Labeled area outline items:
/---

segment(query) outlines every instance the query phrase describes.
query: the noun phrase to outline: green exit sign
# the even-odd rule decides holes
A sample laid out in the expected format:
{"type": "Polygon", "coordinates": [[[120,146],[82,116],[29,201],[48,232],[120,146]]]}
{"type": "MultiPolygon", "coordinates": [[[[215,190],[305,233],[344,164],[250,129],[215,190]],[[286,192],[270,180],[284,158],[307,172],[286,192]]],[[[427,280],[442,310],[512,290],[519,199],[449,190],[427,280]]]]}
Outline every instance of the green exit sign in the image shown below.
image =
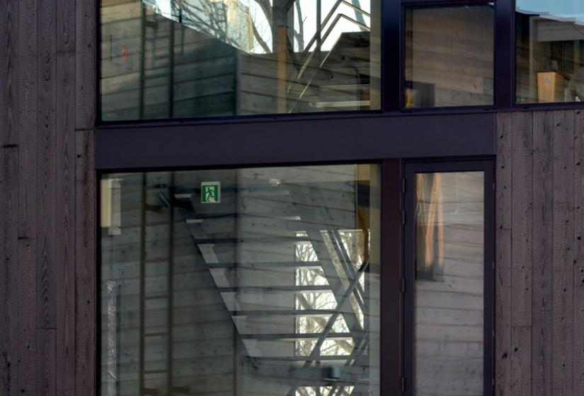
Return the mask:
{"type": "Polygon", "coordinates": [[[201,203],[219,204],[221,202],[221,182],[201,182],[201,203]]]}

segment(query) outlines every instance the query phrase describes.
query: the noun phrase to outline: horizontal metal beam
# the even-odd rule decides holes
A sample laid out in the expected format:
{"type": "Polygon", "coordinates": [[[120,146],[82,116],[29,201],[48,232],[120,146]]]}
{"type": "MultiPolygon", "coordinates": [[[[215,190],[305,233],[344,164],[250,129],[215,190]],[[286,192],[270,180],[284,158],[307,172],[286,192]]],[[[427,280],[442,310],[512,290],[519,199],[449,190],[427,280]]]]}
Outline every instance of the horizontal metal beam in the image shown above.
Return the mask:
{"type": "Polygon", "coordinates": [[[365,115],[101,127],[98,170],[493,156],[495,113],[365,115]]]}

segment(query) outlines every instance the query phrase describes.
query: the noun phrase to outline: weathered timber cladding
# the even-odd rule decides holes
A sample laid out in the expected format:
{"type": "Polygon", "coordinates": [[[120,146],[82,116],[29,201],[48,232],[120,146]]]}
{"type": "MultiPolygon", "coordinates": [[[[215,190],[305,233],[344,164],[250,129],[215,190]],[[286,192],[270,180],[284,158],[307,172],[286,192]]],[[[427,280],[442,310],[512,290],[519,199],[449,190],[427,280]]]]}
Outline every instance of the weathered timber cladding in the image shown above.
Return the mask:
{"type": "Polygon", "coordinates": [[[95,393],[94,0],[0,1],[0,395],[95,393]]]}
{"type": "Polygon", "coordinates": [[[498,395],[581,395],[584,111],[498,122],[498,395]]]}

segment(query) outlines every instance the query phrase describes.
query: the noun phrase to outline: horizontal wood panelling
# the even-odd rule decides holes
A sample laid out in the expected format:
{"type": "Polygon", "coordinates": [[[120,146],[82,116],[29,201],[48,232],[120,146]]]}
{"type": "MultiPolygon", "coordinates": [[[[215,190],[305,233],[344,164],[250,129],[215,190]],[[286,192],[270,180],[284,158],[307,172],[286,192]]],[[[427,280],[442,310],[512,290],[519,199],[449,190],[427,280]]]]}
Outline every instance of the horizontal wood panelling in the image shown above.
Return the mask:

\---

Transcribe all of the entries word for word, but skip any pictures they contain.

FINAL ANSWER:
segment(query) outlines every instance the query phrase describes.
query: the noun phrase to outline: green exit sign
# the even-odd rule decides holes
A sample laid out in the expected format:
{"type": "Polygon", "coordinates": [[[120,146],[82,116],[29,201],[48,232],[120,146]]]}
{"type": "MultiPolygon", "coordinates": [[[[215,190],[305,233],[344,164],[250,129],[215,190]],[[286,192],[270,180],[284,158],[307,172],[286,192]]],[[[427,280],[442,310],[512,290],[519,199],[449,190],[427,280]]]]}
Outline every instance of the green exit sign in the image shown below.
image =
Return the mask:
{"type": "Polygon", "coordinates": [[[201,203],[219,204],[221,202],[221,182],[201,182],[201,203]]]}

segment(query) outlines every instance the query phrase describes.
query: the noun phrase to outline: horizontal metal beam
# the even-odd rule decides holes
A sample laid out in the expected format:
{"type": "Polygon", "coordinates": [[[120,146],[82,116],[29,201],[48,232],[120,146]]]}
{"type": "MultiPolygon", "coordinates": [[[[215,190],[305,233],[344,164],[250,129],[215,190]],[[286,192],[270,180],[284,158],[307,172],[286,192]]],[[[427,280],[442,310],[512,290],[519,199],[449,190],[427,280]]]]}
Outline every instance of the horizontal metal beam in the image shown above.
Return the mask:
{"type": "Polygon", "coordinates": [[[365,115],[101,127],[98,170],[493,156],[495,113],[365,115]]]}

segment(query) outlines every instance the query phrase describes.
query: the noun phrase to outline: weathered timber cladding
# the even-odd rule decides holes
A sample laid out in the expected format:
{"type": "Polygon", "coordinates": [[[120,146],[82,116],[29,201],[48,232],[120,146]]]}
{"type": "MultiPolygon", "coordinates": [[[[215,190],[305,233],[344,164],[250,129],[215,190]],[[286,192],[270,180],[284,158],[307,172],[286,192]]],[[[427,280],[442,310],[512,290],[519,199],[449,190],[427,280]]]]}
Outline every instance of the weathered timber cladding in the image shown above.
Return the mask:
{"type": "Polygon", "coordinates": [[[95,393],[94,0],[0,1],[0,395],[95,393]]]}
{"type": "Polygon", "coordinates": [[[498,395],[581,395],[584,111],[498,122],[498,395]]]}

segment(query) outlines every instance the query phrase describes.
query: the noun phrase to outline: horizontal wood panelling
# the even-odd rule decides holes
A sample laid out in the expected format:
{"type": "Polygon", "coordinates": [[[120,146],[82,116],[29,201],[48,232],[120,146]]]}
{"type": "MultiPolygon", "coordinates": [[[[215,190],[305,233],[344,164],[250,129],[215,190]],[[286,192],[270,180],[284,158],[307,172],[286,192]]],[[[427,280],[442,310],[512,290],[519,199],[449,190],[427,280]]]]}
Outline every instance of the horizontal wood panelling in the image shown above.
Return the mask:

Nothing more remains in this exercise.